**INSTRUCTIES:**
Kun je de regels hieronder, beginnend bij de regel met "[Batch spec] Target class: red roof" en eindigend bij de regel met "368, 627, 387]]", weergeven als JSON-lijst van strings, met één string per regel en zonder lege regels?
____
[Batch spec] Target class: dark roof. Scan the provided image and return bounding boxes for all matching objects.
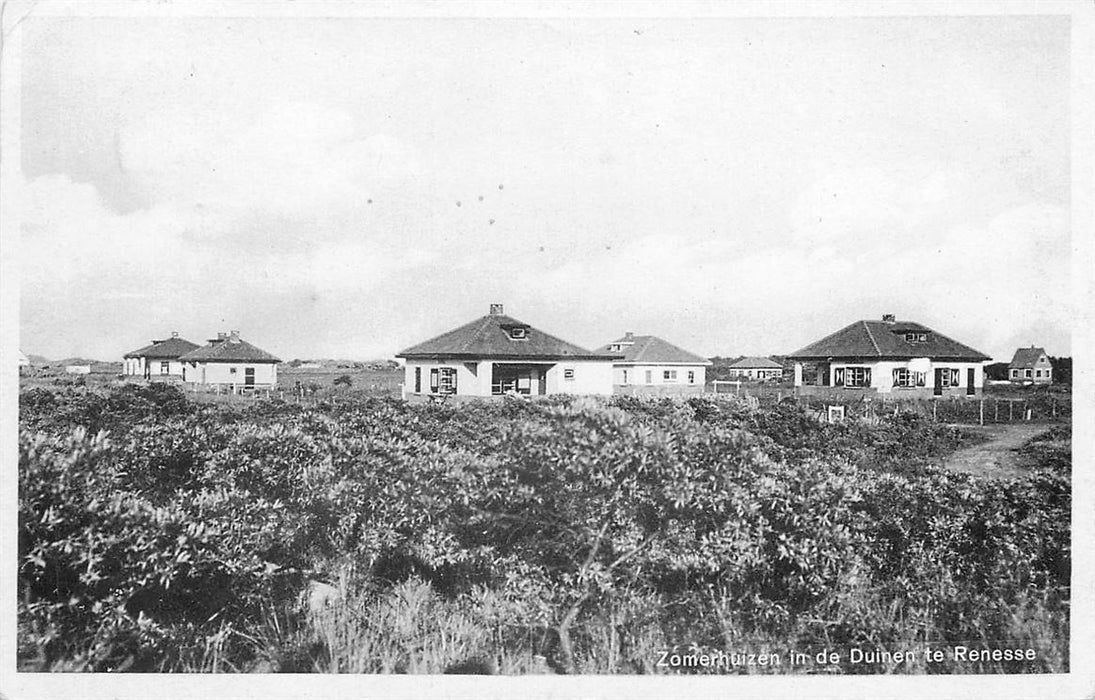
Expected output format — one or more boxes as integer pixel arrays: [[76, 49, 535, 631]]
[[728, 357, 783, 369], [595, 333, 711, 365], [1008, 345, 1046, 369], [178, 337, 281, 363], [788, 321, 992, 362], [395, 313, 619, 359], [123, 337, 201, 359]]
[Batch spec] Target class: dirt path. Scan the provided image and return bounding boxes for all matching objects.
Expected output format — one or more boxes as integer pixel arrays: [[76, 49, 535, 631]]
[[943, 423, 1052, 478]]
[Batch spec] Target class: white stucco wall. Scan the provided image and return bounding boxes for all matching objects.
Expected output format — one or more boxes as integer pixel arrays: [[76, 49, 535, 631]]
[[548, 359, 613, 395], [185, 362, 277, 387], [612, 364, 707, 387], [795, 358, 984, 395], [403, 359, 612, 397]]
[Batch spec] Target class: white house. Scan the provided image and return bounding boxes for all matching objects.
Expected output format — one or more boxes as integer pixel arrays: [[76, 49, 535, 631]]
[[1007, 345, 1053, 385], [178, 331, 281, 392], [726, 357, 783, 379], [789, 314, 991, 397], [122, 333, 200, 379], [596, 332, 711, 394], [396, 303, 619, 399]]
____
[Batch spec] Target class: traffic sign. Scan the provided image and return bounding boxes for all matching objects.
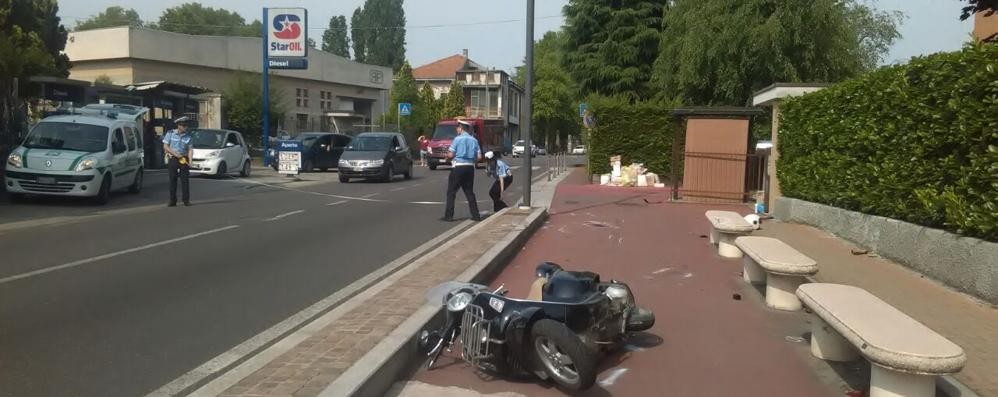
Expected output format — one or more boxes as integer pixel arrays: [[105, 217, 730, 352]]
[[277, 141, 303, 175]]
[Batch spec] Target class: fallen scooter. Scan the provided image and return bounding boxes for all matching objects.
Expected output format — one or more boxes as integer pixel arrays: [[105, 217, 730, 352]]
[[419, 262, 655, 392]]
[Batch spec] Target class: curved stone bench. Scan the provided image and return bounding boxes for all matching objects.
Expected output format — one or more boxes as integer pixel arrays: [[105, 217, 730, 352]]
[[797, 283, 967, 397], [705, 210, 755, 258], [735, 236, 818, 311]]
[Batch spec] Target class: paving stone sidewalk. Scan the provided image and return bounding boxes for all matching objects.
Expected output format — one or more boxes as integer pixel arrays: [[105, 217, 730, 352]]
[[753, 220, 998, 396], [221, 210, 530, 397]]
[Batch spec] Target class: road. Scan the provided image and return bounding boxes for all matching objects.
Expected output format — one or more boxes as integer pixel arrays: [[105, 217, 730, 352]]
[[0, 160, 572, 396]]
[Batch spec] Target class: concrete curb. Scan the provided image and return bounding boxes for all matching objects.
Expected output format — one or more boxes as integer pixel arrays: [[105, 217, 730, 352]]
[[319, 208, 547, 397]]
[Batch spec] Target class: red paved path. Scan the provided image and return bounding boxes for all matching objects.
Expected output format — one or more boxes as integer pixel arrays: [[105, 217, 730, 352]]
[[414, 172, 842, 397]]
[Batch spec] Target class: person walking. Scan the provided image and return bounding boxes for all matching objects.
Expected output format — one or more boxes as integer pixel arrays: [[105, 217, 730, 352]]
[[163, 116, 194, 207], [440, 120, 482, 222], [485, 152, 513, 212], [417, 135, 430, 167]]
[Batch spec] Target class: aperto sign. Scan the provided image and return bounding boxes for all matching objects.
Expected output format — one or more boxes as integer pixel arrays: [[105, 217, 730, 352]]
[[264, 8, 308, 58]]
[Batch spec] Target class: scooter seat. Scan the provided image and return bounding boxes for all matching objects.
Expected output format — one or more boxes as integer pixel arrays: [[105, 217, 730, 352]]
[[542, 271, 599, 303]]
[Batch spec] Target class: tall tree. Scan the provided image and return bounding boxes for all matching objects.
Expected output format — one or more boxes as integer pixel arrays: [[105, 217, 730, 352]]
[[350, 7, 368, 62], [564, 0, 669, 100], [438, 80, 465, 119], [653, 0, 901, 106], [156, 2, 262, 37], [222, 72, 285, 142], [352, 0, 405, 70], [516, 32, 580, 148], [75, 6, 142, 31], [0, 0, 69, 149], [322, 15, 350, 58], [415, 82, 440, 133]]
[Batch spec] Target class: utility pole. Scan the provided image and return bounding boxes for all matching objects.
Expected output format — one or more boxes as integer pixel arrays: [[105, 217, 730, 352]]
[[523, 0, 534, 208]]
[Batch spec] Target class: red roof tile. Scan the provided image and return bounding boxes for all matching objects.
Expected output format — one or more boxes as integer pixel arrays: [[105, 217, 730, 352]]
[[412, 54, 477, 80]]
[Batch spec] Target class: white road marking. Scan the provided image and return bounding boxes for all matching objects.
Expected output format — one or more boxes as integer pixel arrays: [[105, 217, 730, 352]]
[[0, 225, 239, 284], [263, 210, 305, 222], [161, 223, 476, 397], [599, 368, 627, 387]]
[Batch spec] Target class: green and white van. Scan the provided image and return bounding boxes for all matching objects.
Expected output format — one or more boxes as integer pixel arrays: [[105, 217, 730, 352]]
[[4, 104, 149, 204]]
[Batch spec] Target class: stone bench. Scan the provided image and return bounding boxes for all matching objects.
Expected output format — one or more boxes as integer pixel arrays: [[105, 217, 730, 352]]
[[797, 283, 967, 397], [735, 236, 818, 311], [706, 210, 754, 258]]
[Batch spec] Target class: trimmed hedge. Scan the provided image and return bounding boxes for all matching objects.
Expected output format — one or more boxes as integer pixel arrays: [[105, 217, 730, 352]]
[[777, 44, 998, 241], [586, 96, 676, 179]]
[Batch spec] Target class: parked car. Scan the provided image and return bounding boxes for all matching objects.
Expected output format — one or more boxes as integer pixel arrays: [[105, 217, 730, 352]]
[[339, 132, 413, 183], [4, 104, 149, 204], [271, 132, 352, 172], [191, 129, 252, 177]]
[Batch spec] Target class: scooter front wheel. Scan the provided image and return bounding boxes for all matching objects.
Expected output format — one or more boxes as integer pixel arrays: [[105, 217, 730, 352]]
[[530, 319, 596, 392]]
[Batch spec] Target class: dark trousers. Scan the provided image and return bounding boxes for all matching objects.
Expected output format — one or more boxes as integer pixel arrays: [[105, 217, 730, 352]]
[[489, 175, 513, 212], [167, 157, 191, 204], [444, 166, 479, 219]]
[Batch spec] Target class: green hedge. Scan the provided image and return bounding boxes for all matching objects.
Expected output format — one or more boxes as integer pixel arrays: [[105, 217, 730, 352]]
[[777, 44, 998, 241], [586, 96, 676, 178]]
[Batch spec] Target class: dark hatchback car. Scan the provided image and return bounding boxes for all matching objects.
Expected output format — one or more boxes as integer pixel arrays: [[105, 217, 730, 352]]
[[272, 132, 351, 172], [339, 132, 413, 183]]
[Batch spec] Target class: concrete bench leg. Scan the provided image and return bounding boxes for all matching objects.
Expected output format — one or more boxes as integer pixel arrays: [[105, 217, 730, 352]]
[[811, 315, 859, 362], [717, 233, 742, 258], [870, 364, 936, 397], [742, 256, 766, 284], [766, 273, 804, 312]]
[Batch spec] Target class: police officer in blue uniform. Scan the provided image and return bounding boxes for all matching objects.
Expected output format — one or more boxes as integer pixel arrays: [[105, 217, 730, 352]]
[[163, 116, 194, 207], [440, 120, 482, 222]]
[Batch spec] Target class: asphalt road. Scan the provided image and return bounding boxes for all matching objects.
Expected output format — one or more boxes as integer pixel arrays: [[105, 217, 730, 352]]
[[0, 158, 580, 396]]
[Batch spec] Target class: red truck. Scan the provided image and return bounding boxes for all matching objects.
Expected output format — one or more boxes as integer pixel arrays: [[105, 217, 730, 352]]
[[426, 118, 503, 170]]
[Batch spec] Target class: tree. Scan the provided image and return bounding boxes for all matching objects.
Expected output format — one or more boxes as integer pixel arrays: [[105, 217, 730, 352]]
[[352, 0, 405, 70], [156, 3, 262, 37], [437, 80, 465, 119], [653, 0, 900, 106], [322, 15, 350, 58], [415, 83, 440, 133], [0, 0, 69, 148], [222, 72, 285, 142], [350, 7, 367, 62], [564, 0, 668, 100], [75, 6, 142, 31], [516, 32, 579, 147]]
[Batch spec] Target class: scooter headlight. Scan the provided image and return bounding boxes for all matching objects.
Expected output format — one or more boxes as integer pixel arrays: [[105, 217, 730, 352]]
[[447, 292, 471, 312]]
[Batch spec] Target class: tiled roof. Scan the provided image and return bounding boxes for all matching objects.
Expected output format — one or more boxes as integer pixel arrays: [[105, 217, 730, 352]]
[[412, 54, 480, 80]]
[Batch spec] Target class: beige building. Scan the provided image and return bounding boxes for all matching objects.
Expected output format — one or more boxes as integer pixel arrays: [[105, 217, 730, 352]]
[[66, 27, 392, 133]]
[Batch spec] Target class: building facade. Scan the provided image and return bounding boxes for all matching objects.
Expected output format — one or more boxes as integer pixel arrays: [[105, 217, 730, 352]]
____
**ANTWOORD:**
[
  "[Batch spec] Target class: red roof tile. Scan the provided image and return bounding boxes for all matching objects.",
  "Expected output format — one or more boxes as integer pixel arrays: [[105, 217, 730, 352]]",
  "[[412, 54, 477, 80]]",
  "[Batch spec] Target class: white road marking. Scan the provided image and return bounding boxes for all matching objects.",
  "Expected output format — one or more boxes as integer pixel arrays: [[105, 217, 730, 352]]",
  "[[0, 225, 239, 284], [263, 210, 305, 222], [161, 223, 476, 397], [599, 368, 627, 387]]"
]